### Goal
Produce a verbatim transcription of the records below, beginning at the line containing "line as [310,552]." and ending at the final line; include only those lines.

_ _ _ _

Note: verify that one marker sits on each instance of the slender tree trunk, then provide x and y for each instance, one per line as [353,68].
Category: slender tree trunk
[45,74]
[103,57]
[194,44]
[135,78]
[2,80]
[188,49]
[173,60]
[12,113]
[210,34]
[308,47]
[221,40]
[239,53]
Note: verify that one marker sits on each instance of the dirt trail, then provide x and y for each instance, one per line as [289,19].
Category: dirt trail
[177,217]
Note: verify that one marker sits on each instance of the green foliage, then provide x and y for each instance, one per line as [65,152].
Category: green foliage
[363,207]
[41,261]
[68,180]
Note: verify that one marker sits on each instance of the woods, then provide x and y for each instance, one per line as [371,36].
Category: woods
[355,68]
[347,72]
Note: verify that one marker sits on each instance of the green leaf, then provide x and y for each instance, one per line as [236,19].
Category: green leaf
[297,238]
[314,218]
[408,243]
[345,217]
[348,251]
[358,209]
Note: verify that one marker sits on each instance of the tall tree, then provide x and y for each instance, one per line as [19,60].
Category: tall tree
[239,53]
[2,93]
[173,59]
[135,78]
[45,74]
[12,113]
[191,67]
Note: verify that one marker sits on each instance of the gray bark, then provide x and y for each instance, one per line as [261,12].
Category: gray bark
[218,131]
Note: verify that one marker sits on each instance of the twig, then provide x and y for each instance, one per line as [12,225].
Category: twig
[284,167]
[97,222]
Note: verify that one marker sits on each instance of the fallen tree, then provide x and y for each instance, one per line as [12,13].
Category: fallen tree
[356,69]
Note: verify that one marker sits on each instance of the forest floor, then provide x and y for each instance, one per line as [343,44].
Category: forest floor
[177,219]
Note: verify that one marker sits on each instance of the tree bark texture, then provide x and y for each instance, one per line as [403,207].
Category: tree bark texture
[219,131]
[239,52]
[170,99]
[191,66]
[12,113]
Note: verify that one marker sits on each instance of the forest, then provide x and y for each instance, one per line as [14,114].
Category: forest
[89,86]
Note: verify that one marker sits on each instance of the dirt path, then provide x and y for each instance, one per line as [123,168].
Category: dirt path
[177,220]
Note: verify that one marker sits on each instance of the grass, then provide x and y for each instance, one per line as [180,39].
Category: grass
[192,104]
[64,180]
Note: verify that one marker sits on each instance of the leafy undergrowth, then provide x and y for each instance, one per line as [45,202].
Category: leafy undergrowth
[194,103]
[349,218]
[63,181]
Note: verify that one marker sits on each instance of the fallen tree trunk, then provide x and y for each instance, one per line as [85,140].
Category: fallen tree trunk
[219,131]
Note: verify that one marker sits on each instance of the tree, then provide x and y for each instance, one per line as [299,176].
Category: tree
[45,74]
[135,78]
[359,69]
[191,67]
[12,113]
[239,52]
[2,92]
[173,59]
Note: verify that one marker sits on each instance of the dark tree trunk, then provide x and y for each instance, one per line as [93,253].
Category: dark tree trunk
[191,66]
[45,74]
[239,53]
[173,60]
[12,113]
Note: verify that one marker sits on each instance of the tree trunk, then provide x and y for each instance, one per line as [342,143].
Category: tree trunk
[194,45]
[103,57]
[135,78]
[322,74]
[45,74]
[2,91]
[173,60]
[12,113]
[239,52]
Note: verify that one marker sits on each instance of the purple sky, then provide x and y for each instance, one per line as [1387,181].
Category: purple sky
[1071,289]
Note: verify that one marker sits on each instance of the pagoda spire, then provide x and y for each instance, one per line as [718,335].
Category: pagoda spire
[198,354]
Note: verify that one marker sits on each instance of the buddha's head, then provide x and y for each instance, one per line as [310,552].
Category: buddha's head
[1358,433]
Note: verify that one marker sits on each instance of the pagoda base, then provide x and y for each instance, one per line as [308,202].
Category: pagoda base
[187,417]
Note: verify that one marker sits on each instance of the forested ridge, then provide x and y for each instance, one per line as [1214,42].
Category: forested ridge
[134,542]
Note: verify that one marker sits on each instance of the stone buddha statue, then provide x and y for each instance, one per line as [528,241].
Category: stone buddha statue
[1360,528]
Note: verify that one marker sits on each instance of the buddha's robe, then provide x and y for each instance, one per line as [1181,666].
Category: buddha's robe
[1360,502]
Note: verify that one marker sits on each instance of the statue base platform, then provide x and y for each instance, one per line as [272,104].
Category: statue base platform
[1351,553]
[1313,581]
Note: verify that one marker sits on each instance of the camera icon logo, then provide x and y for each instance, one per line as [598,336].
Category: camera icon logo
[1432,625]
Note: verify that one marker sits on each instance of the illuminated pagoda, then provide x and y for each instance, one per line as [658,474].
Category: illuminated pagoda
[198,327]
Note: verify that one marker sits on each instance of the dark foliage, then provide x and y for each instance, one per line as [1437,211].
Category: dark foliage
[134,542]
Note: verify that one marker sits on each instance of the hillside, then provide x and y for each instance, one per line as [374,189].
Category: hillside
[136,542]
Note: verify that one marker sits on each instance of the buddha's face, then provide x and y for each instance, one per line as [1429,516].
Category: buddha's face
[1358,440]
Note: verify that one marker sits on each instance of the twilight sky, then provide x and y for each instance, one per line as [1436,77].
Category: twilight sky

_ _ _ _

### Solution to the problem
Note: verify that one marker sits on each instance of the buddha's head, then provide x and y for each instance, one per line as [310,552].
Category: buddha's head
[1358,433]
Note: verify that one marker sits on each instance of the pagoda base, then provide x and y for each instance, one per line as [308,202].
Category: pagoda base
[187,417]
Note: verify that one marker sits on each instance of the forested ridge, then provide x and y for each instance, one per line as [1214,42].
Category: forested ridge
[134,542]
Note: verify that one marker sits on each instance of the stone buddha statue, then provide x and y for each instance, one per line as [528,241].
Category: stone buddha statue
[1360,528]
Note: verify that one marker sits on each instance of the buddha's robe, then provide x and y for each instance, one per line as [1181,666].
Category: buddha's robe
[1360,502]
Note: verify that one marker sits on each instance of the statue base platform, then provide x and y for each instance, one per line as [272,104].
Category: statue base platform
[1351,553]
[1313,581]
Note: verify that one marker sits on each instance of the camera icon logo, then provide x and y for each instance, one per line as [598,336].
Category: camera icon logo
[1432,625]
Note: verify that one marker sits on each instance of the illuminated pagoda, then provide x and y for each instance, one per line as [658,474].
Category: illuminated pagoda
[198,327]
Note: verify that one marker sits on each instance of the dark foliage, then provide x and y for each instance, one per line as [1437,211].
Category: dark foliage
[134,542]
Note: verify that one marker sits on each instance of the hillside, then provide x and y for each instance, one per line as [374,189].
Category: hillside
[136,542]
Note: verify that one marker sits on each instance of the buddha's face, then provide x and y for each instance, one per line as [1429,516].
Category: buddha's face
[1358,440]
Note: verify that one marker sits on each instance of the twilight sky, then provide x and y for each instance, one per line as [1436,77].
Category: twilight sky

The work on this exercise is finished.